Begin Dataset rows
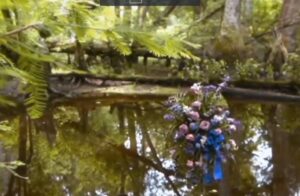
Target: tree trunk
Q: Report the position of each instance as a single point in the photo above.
(289, 23)
(231, 17)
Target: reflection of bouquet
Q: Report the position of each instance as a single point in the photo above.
(203, 133)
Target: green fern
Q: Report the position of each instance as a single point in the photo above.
(37, 88)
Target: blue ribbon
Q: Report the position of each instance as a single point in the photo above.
(213, 154)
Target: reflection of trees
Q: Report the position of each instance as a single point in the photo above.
(126, 142)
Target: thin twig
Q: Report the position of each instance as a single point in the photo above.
(16, 174)
(15, 31)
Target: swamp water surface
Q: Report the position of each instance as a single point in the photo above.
(119, 147)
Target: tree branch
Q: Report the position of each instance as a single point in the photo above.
(15, 31)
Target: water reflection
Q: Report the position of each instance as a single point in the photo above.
(123, 148)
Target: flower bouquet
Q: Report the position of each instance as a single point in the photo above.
(203, 132)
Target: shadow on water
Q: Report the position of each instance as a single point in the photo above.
(93, 147)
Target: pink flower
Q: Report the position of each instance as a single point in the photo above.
(196, 88)
(183, 128)
(190, 137)
(196, 105)
(232, 128)
(190, 163)
(205, 125)
(194, 115)
(218, 130)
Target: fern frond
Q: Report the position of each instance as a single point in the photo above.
(25, 50)
(37, 88)
(118, 42)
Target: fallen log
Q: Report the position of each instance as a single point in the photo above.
(259, 96)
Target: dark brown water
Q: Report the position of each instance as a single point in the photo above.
(94, 147)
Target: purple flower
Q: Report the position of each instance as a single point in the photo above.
(177, 108)
(169, 117)
(238, 124)
(205, 125)
(232, 128)
(227, 78)
(196, 105)
(190, 137)
(196, 88)
(208, 89)
(183, 128)
(194, 126)
(194, 115)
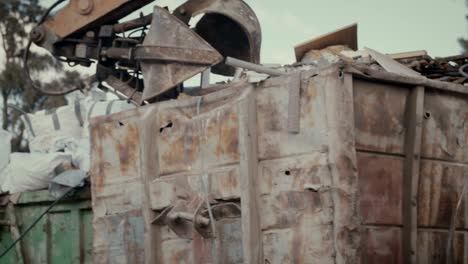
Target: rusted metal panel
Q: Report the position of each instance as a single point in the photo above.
(380, 187)
(381, 245)
(330, 193)
(272, 120)
(380, 114)
(302, 244)
(432, 245)
(440, 187)
(445, 127)
(116, 189)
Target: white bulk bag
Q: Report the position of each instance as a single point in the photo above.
(45, 128)
(31, 171)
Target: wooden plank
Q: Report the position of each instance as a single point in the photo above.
(411, 169)
(408, 55)
(251, 230)
(391, 65)
(344, 36)
(150, 171)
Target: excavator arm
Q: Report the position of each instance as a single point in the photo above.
(151, 55)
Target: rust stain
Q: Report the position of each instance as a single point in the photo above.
(380, 187)
(309, 95)
(180, 146)
(127, 148)
(228, 133)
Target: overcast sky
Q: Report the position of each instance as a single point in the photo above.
(388, 26)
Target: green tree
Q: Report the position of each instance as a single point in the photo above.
(17, 17)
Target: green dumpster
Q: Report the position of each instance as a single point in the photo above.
(63, 235)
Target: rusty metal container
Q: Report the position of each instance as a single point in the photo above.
(372, 176)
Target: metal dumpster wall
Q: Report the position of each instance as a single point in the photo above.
(411, 144)
(372, 176)
(296, 191)
(64, 235)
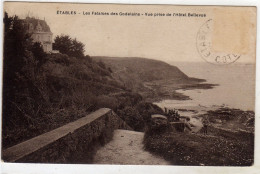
End Dataset rows
> **Given task**: Rewrite every line of the records above as a Markdown table with two columns, Row and Line. Number the rows, omit blank lines, and keep the pictures out of the answer.

> **Output for this exercise**:
| Row | Line |
|---|---|
| 1 | Target: tree trunk |
| 2 | Q: Report the position of each instance as a single point in the photo above. |
| 3 | (289, 23) |
| 4 | (231, 17) |
| 5 | Target: reflection of bouquet |
| 6 | Q: Report the position of each instance as a single point in the photo above. |
| 7 | (203, 133) |
| 8 | Target: green fern |
| 9 | Q: Report the position of each instance as a single point in the photo above. |
| 10 | (37, 88) |
| 11 | Target: blue ribbon |
| 12 | Q: Report the position of each instance as a single point in the photo above. |
| 13 | (213, 154) |
| 14 | Target: reflection of trees |
| 15 | Q: Report the position of each instance as a single point in the photo above. |
| 16 | (126, 142) |
| 17 | Target: thin twig |
| 18 | Q: Report the position of each instance as a single point in the photo above. |
| 19 | (16, 174) |
| 20 | (15, 31) |
| 21 | Target: swamp water surface |
| 22 | Q: Report the position of each instance as a single point in the photo above. |
| 23 | (119, 147) |
| 24 | Target: tree branch |
| 25 | Q: Report the position of each instance as a single point in the photo above. |
| 26 | (15, 31) |
| 27 | Target: water reflection |
| 28 | Q: Report the position of each instance as a single point in the photo above. |
| 29 | (123, 148) |
| 30 | Target: flower bouquet |
| 31 | Q: Report the position of each instance as a single point in the photo above. |
| 32 | (203, 132) |
| 33 | Target: shadow on water |
| 34 | Q: Report the position of each instance as a single point in the photo above. |
| 35 | (93, 147) |
| 36 | Target: pink flower |
| 37 | Q: Report the position of each instance as a single point in the photo above. |
| 38 | (196, 88) |
| 39 | (183, 128) |
| 40 | (190, 137) |
| 41 | (196, 105) |
| 42 | (232, 128) |
| 43 | (190, 163) |
| 44 | (205, 125) |
| 45 | (194, 115) |
| 46 | (218, 130) |
| 47 | Target: fern frond |
| 48 | Q: Report the position of each instance as a single point in the photo above. |
| 49 | (25, 50) |
| 50 | (37, 88) |
| 51 | (118, 42) |
| 52 | Target: fallen log |
| 53 | Q: Report the position of each instance as a single point in the photo above. |
| 54 | (259, 96) |
| 55 | Target: dark brown water |
| 56 | Q: Report the position of each instance as a single point in the photo above. |
| 57 | (94, 147) |
| 58 | Target: purple flower |
| 59 | Q: Report the position of each instance as a single point in the photo above. |
| 60 | (177, 108) |
| 61 | (169, 117) |
| 62 | (238, 124) |
| 63 | (205, 125) |
| 64 | (232, 128) |
| 65 | (227, 78) |
| 66 | (196, 105) |
| 67 | (190, 137) |
| 68 | (196, 88) |
| 69 | (208, 89) |
| 70 | (183, 128) |
| 71 | (194, 126) |
| 72 | (194, 115) |
| 73 | Target: rusted metal panel |
| 74 | Q: Report the position of each instance as a single point in the photo above. |
| 75 | (380, 187) |
| 76 | (381, 245) |
| 77 | (330, 193) |
| 78 | (272, 120) |
| 79 | (380, 114) |
| 80 | (302, 244) |
| 81 | (432, 245) |
| 82 | (440, 187) |
| 83 | (445, 127) |
| 84 | (116, 189) |
| 85 | Target: white bulk bag |
| 86 | Q: Report the position of each instance as a single point in the photo above. |
| 87 | (45, 128) |
| 88 | (31, 171) |
| 89 | Target: wooden plank |
| 90 | Q: Report the position of each instance as a single point in the photo above. |
| 91 | (411, 169) |
| 92 | (408, 55) |
| 93 | (251, 230) |
| 94 | (391, 65) |
| 95 | (344, 36) |
| 96 | (150, 171) |
| 97 | Target: excavator arm |
| 98 | Q: Report the position of each instance as a single point in the photo above. |
| 99 | (151, 55) |
| 100 | Target: rust stain |
| 101 | Q: Report the position of each instance as a single point in the photo above. |
| 102 | (380, 187) |
| 103 | (309, 95) |
| 104 | (180, 146) |
| 105 | (127, 148) |
| 106 | (228, 133) |
| 107 | Target: overcast sky |
| 108 | Q: Report the position of each instance as a single point in the photo above. |
| 109 | (388, 26) |
| 110 | Target: green tree |
| 111 | Q: Report the position of each instance as a single point in the photo above. |
| 112 | (17, 17) |
| 113 | Target: green dumpster |
| 114 | Q: Report the position of each instance as a single point in the photo above. |
| 115 | (63, 235) |
| 116 | Target: rusty metal container |
| 117 | Q: Report the position of each instance as a single point in the photo above. |
| 118 | (372, 176) |
| 119 | Target: metal dumpster wall |
| 120 | Q: Report the position of each instance as a single point in the photo above. |
| 121 | (411, 144) |
| 122 | (372, 176) |
| 123 | (296, 191) |
| 124 | (64, 235) |